### EXERCISE OBJECTIVE
Please copy out, unchanged, the lines below, starting with the line that contains "Confirm that each instance of the goalkeeper's sock" and continuing through the last line, both included.

# # # #

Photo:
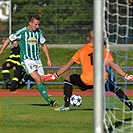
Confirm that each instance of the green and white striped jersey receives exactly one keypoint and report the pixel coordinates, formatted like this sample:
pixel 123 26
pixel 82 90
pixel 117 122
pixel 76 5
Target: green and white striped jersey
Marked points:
pixel 29 43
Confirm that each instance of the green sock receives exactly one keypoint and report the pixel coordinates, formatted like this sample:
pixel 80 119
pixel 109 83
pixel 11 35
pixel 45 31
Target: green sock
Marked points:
pixel 41 88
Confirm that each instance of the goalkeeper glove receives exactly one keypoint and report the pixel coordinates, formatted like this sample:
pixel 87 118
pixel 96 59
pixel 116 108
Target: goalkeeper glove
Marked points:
pixel 128 77
pixel 50 77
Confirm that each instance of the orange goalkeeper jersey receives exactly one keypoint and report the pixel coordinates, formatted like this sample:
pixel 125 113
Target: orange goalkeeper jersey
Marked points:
pixel 85 56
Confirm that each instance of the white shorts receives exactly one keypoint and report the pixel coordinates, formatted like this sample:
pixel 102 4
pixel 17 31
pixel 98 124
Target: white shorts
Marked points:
pixel 33 65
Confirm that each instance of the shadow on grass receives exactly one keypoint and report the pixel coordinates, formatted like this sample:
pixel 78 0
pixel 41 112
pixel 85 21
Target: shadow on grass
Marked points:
pixel 39 104
pixel 117 124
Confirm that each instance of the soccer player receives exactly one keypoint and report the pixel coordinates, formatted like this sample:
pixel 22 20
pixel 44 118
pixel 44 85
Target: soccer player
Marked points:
pixel 84 81
pixel 29 38
pixel 12 62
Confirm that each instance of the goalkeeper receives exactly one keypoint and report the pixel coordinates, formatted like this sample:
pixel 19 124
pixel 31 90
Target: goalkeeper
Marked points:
pixel 84 81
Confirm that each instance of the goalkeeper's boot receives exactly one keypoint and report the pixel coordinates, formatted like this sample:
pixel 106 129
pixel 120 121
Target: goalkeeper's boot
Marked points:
pixel 62 108
pixel 53 103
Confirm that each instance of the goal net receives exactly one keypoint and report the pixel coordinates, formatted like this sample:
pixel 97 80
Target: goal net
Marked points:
pixel 118 29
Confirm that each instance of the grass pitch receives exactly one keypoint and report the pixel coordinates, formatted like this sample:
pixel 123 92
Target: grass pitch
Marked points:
pixel 33 115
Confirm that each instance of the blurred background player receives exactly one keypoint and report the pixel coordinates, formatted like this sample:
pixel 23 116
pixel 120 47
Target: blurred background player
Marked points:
pixel 84 81
pixel 29 38
pixel 12 62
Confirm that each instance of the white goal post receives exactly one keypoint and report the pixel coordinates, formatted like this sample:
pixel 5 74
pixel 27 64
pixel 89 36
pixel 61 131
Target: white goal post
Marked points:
pixel 98 67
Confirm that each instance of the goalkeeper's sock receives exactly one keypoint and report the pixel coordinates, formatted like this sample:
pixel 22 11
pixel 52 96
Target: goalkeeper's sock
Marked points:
pixel 123 97
pixel 41 88
pixel 67 92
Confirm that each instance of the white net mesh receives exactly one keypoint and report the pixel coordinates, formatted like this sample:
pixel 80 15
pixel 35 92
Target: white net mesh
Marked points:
pixel 119 34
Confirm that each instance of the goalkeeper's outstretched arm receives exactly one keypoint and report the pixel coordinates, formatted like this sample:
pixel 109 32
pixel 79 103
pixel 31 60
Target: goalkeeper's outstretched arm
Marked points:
pixel 120 71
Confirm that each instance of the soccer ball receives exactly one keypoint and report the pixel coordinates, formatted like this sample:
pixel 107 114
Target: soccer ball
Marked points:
pixel 75 100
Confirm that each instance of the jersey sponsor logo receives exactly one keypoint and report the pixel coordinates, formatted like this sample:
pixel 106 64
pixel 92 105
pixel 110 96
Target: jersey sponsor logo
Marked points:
pixel 32 41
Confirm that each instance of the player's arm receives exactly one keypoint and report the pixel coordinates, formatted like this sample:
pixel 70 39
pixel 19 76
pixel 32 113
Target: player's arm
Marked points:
pixel 65 67
pixel 120 71
pixel 62 70
pixel 6 43
pixel 45 50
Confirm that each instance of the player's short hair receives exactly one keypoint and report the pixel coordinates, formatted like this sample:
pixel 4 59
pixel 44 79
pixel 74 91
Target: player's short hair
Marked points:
pixel 32 18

# # # #

### WORKED SOLUTION
Confirm that each instance of the goalkeeper's sock receives exactly one keypoint and report the pixel coordinates, formatted like this sample:
pixel 22 11
pixel 52 96
Target: goalkeeper's sock
Marked points:
pixel 123 97
pixel 41 88
pixel 67 92
Confirm that each instance of the white net mesh receives exactly one keypoint and report the pixel coordinates, formatted like this sample:
pixel 80 15
pixel 35 92
Target: white net mesh
Marked points:
pixel 119 34
Confirm that each instance of the goalkeeper's outstretched arm receives exactly one keypoint and report the pixel coordinates, formatted like this sample:
pixel 109 32
pixel 79 103
pixel 31 60
Target: goalkeeper's outstretched arm
Marked points:
pixel 120 71
Confirm that each instance of the soccer ball receives exactly one keypoint and report the pixel coordinates, formatted like this sample:
pixel 107 114
Target: soccer ball
Marked points:
pixel 75 100
Confirm that each instance of the jersey sponsor logo receives exactly one keypoint and report the pixel coordinates, formatted like this sample:
pixel 106 64
pixel 92 105
pixel 110 96
Target: jersey sponsor logo
Marked points:
pixel 32 41
Confirm that each instance of the player's arm receives exactly one keypoint and report the pixel coordinates, formatted like this sample:
pixel 70 39
pixel 19 76
pixel 32 113
Target: player's arm
Marked points:
pixel 65 67
pixel 120 71
pixel 62 70
pixel 6 43
pixel 45 50
Confirm that each instance of the player's short hair receives exactly one keypoint and report the pixel coordinates, formatted like this sample:
pixel 4 59
pixel 44 79
pixel 74 91
Target: player's short hair
Marked points:
pixel 32 18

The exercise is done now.